> [STORED DATA]
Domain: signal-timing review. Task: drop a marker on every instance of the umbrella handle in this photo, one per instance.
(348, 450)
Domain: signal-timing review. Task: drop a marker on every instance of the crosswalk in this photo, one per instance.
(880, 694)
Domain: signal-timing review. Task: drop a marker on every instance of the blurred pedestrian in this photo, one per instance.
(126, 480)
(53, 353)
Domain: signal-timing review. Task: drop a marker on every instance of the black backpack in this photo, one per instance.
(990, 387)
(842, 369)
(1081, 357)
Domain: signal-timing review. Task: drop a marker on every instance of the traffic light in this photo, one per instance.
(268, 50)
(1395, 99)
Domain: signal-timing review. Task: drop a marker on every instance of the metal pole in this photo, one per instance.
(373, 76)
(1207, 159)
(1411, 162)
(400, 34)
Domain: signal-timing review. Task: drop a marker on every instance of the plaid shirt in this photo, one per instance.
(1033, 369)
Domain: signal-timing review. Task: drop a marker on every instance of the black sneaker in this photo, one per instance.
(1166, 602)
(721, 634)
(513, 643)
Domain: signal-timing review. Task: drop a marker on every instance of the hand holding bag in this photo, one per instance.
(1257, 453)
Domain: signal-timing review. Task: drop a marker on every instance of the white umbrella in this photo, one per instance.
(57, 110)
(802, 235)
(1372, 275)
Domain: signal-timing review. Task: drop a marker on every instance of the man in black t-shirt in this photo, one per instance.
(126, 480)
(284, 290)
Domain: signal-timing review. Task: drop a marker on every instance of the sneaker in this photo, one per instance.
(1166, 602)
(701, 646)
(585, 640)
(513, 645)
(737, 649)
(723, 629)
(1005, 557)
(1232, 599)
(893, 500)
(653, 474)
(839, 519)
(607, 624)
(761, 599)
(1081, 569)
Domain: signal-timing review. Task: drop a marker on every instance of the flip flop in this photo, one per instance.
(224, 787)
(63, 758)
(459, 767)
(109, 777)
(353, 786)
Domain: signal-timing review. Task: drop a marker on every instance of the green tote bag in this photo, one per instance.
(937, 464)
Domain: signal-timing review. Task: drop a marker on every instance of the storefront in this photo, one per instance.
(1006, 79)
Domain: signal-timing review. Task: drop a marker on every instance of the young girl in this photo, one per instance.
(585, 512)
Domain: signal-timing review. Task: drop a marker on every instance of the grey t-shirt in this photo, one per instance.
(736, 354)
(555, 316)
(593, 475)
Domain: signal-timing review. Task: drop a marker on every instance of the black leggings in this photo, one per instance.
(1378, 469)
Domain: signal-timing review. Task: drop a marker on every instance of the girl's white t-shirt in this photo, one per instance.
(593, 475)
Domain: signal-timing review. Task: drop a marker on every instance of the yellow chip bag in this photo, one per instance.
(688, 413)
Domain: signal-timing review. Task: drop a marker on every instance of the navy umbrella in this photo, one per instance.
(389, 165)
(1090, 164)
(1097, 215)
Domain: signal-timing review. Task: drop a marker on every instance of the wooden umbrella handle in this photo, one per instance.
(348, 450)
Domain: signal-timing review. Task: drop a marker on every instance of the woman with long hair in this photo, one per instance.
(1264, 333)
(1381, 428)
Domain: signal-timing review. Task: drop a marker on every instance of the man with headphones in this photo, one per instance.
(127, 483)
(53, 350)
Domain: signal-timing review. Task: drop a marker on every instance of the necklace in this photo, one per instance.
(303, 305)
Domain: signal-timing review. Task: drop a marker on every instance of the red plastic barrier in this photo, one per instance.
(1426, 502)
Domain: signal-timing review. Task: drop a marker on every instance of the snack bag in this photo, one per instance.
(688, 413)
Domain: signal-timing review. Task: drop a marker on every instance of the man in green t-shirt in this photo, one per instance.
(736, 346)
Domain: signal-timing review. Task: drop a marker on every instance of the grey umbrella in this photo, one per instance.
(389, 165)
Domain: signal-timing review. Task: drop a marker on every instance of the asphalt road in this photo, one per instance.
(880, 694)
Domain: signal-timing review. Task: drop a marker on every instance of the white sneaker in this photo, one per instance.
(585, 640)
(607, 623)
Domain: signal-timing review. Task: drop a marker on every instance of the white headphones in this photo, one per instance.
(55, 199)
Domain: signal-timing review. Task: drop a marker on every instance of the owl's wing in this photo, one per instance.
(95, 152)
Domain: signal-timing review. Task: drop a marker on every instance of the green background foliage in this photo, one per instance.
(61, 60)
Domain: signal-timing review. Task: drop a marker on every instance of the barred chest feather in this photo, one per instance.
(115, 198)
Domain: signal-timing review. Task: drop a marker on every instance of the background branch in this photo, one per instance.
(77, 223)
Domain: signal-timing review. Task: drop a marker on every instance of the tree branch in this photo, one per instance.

> [REQUIRED TASK] Turn every line of the entries above into a JSON list of strings, one string per line, leaving out any blank lines.

> [ANSWER BELOW]
[
  "Domain: signal-timing review. Task: drop a marker on every instance of the umbrella handle in this photo, one per instance.",
  "(348, 450)",
  "Domain: signal-timing review. Task: drop a marker on every instance of the crosswalk in this photo, one per instance.",
  "(880, 694)",
  "Domain: signal-timing review. Task: drop a marker on every instance of the blurred pedestrian in this photo, one per instance.",
  "(126, 480)",
  "(53, 353)",
  "Domain: signal-timing review. Task: drop a marker on every instance of the black backpack in this photo, one per instance.",
  "(990, 387)",
  "(842, 369)",
  "(1081, 357)",
  "Domain: signal-timing review. Task: drop a marker on every instance of the traffic light in this photo, one per instance.",
  "(268, 50)",
  "(1395, 99)",
  "Domain: signal-timing review. Task: drop a marker on every instance of the metal pole in this photo, one per instance.",
  "(373, 76)",
  "(1207, 159)",
  "(1411, 162)",
  "(400, 34)",
  "Domain: signal-timing review. Task: drop a marker on every instance of the plaid shirt in this photo, one per instance.",
  "(1033, 369)",
  "Domain: signal-timing review. Task: drop a marker on every instance of the black sneaker in this photo, one per instance.",
  "(1166, 602)",
  "(721, 634)",
  "(513, 643)",
  "Domain: signal-timing review. Task: drop a marker on every instance of the hand holding bag in this photo, one per instance.",
  "(1257, 453)",
  "Domain: signal-timing review. Task: drop a marker on every instance of the white umbrella in this photo, one per instance.",
  "(57, 110)",
  "(802, 235)",
  "(1372, 275)",
  "Domain: signal-timing review. Task: drop a marker on every instance of the man in black t-shirt in this photo, one per instance.",
  "(126, 480)",
  "(284, 290)",
  "Domain: signal-timing review. Task: drop a marker on every instance of the sneaker in this photo, one per instance.",
  "(1166, 602)",
  "(701, 646)",
  "(585, 640)",
  "(513, 645)",
  "(737, 649)",
  "(723, 629)",
  "(1005, 557)",
  "(1232, 599)",
  "(893, 500)",
  "(653, 474)",
  "(839, 519)",
  "(607, 624)",
  "(761, 599)",
  "(1081, 569)",
  "Domain: signal-timing review. Task: drop a marker on every instance of the flip flop in this photo, one per instance.",
  "(224, 787)",
  "(63, 758)",
  "(459, 767)",
  "(109, 777)",
  "(353, 786)",
  "Domain: signal-timing review. Task: drop a marker on every instance of the green tote bag in this photo, one per instance.",
  "(937, 464)",
  "Domain: signal-timing review. Task: drop a marker on every instance of the storefront in this photo, one per instance.",
  "(1006, 79)",
  "Domain: signal-timing review. Task: drop a marker on every instance of the young girl in this photo, one per instance.",
  "(585, 512)",
  "Domain: signal-timing review. Task: drop a marker on every instance of the grey t-shirt in this photo, one per instance.",
  "(736, 354)",
  "(555, 316)",
  "(593, 475)",
  "Domain: signal-timing review. Task: drop a marker on every instance of the black leggings in this photo, one per instance.",
  "(1378, 469)",
  "Domain: signal-timing review. Task: drop a marker on every instance of the girl's white t-shirt in this photo, one per instance.",
  "(593, 475)",
  "Domain: signal-timing review. Task: drop a marker on every instance of the yellow chip bag in this photo, one per instance.",
  "(688, 413)",
  "Domain: signal-timing review. Task: drop a marker on every instance of the navy umbrella in this photo, one per instance.",
  "(389, 165)",
  "(1090, 164)",
  "(1097, 215)",
  "Domain: signal-timing review. Task: drop a marker on every instance of the wooden umbrella handle in this photo, one per instance.",
  "(348, 450)",
  "Domain: signal-timing review. Task: drop a marker on every instance of the woman with long hair in this photo, one per instance.",
  "(1264, 333)",
  "(1381, 428)",
  "Domain: signal-timing review. Task: drop a marker on every instance of the man with headphones in this photo, one per instance.",
  "(127, 483)",
  "(53, 350)",
  "Domain: signal-timing review. Task: drop a marker on every instance of the necklace in this photo, one per instance.",
  "(303, 305)",
  "Domain: signal-timing review. Task: drop a marker on every instance of the red plastic barrier in this photo, one per instance.",
  "(1426, 502)",
  "Domain: signal-timing review. Task: drop a marker on every instance of the snack bag in this photo, one per instance.",
  "(688, 413)",
  "Domain: signal-timing review. Task: drop a marker on every instance of the man in green t-shirt in this photo, one per instance.",
  "(736, 346)",
  "Domain: signal-timing review. Task: drop a marker on every instance of the grey umbrella in this photo, one per instance.",
  "(389, 165)",
  "Domain: signal-timing review. Task: drop a marker on every instance of the asphalt road in this photo, one per instance.",
  "(880, 694)",
  "Domain: signal-timing review. Task: drop a marker on every instance of the white sneaker in this photo, one per instance.",
  "(585, 640)",
  "(607, 623)",
  "Domain: signal-timing review. Task: drop a marker on every instance of the white headphones in this photo, one per instance.",
  "(55, 199)",
  "Domain: signal-timing review. Task: drop a marker on every instance of the owl's wing in this photo, one per instance.",
  "(95, 152)",
  "Domain: signal-timing review. Task: drop a marker on every instance of the green background foliage in this photo, one per instance.",
  "(61, 60)",
  "Domain: signal-timing review. Task: drop a marker on every instance of the barred chest feather in this photo, one per instance.",
  "(115, 198)",
  "Domain: signal-timing review. Task: drop a marker on every instance of the background branch in this photo, one per instance.",
  "(77, 223)",
  "Domain: signal-timing review. Task: drop a marker on every instance of the tree branch in this photo, one per instance."
]